Location identification items
=-=-=
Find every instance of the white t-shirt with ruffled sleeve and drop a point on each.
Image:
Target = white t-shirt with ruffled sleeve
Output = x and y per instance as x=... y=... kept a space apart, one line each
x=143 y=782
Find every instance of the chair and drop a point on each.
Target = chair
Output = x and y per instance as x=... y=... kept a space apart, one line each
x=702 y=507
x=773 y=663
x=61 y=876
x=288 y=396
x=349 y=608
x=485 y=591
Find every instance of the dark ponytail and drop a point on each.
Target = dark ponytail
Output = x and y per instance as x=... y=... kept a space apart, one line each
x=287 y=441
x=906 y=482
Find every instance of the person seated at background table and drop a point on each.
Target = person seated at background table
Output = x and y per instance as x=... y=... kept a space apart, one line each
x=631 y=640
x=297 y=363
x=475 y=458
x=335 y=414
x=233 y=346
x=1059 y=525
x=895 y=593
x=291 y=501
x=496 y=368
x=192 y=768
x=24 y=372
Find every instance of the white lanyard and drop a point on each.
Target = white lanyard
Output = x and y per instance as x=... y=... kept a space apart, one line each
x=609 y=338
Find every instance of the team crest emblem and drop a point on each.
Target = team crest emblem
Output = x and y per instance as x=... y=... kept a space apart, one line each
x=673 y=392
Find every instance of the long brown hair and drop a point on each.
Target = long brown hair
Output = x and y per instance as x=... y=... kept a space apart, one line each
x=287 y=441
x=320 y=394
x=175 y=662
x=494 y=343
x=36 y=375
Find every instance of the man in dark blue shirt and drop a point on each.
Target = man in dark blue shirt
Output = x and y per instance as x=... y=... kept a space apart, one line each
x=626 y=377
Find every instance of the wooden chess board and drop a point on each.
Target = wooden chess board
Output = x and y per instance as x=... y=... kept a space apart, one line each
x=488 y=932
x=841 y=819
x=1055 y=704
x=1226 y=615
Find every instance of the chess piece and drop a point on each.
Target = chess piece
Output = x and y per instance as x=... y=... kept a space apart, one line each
=-=-=
Keep only the lines from the one containing "Find every instance of the white lanyard" to the end of the entries, and repeat them exactly.

## Result:
Find every instance of the white lanyard and drop a point on each.
Target = white lanyard
Output = x and y per instance as x=... y=... kept a space apart, one line each
x=609 y=338
Find every instance of the team crest emblem and drop a point on each.
Target = team crest emblem
Output = x and y per instance as x=... y=... kept a space apart, one line each
x=673 y=392
Find every instance of the long brown hair and drop a point on each.
Target = long brown hair
Output = x and y per instance as x=... y=... kept a space apart, one line each
x=287 y=441
x=320 y=394
x=175 y=662
x=494 y=343
x=36 y=375
Find every instance of the man in dark blue shirt and drop a point on each.
Target = man in dark blue shirt
Output = x and y per instance as x=... y=... kept a space apart, one line each
x=626 y=377
Find every instance of the wooden chess board and drop a point on each.
Target = wooden chess board
Output = x and y per instance as x=... y=... kept a space apart, one line each
x=488 y=932
x=841 y=819
x=1055 y=704
x=1226 y=615
Find every instance of the chess piece and drop a point on each.
Target = chess piece
Output = x and y per instance as x=... y=... kept a space apart, one line each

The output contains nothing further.